» LO QUE SE PIDE:
Pasa a una tabla Markdown los registros que van desde la línea que contiene "# I want the bounding box around the small" hasta la línea que contiene "[12,249,1270,330]", ambas incluidas. Usa las columnas N.º, con el número de fila, y Línea, con el texto de cada una, y omite las líneas en blanco.

» DATOS PROPORCIONADOS:

********************

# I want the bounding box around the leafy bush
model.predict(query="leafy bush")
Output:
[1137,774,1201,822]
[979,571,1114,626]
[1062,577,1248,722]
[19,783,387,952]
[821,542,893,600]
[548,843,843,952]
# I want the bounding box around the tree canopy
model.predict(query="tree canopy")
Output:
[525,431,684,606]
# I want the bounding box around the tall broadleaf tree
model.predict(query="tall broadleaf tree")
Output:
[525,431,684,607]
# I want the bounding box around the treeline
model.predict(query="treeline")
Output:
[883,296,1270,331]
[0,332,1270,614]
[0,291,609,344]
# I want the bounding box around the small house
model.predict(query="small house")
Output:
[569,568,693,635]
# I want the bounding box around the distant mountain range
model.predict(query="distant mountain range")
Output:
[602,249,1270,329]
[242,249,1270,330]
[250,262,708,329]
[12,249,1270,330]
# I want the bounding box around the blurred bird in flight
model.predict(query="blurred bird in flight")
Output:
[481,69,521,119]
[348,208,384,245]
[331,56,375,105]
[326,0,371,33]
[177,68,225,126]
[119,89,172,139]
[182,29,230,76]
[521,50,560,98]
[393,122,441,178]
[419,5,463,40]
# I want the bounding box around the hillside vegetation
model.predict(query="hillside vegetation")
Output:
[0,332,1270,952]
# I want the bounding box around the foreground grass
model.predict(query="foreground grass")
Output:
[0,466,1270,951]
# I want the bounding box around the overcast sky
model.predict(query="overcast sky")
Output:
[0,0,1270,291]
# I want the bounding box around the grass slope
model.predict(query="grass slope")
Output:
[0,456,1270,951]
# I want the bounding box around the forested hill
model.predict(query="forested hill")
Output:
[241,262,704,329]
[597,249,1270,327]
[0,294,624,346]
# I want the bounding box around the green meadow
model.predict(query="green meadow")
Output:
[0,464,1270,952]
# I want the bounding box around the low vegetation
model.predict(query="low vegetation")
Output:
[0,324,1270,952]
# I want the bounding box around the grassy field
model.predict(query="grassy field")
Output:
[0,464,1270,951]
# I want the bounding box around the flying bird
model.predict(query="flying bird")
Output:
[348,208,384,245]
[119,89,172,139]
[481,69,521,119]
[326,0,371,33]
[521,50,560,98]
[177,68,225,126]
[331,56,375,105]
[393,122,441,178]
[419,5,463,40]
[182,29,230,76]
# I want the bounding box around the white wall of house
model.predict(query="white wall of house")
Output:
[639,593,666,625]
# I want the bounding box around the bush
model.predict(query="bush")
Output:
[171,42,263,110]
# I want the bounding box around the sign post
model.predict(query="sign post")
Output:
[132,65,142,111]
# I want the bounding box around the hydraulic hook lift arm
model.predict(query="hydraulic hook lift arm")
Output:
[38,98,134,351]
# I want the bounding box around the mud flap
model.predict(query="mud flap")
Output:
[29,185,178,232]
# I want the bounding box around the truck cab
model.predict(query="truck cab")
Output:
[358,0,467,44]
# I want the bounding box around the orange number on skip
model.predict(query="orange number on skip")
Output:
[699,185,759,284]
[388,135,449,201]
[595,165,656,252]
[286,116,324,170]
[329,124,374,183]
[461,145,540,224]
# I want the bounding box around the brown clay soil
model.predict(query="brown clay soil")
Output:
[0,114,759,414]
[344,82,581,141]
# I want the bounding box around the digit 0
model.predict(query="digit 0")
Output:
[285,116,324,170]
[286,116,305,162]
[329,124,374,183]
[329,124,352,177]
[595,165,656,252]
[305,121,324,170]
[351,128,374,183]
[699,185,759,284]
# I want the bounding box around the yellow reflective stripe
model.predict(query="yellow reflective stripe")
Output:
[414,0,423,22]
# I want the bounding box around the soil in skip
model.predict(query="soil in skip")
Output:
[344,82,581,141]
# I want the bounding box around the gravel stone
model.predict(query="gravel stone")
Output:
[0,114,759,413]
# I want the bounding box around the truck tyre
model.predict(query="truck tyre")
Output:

********************

» SOLUCIÓN:
| N.º | Línea |
|---|---|
| 1 | # I want the bounding box around the small house |
| 2 | model.predict(query="small house") |
| 3 | Output: |
| 4 | [569,568,693,635] |
| 5 | # I want the bounding box around the distant mountain range |
| 6 | model.predict(query="distant mountain range") |
| 7 | Output: |
| 8 | [602,249,1270,329] |
| 9 | [242,249,1270,330] |
| 10 | [250,262,708,329] |
| 11 | [12,249,1270,330] |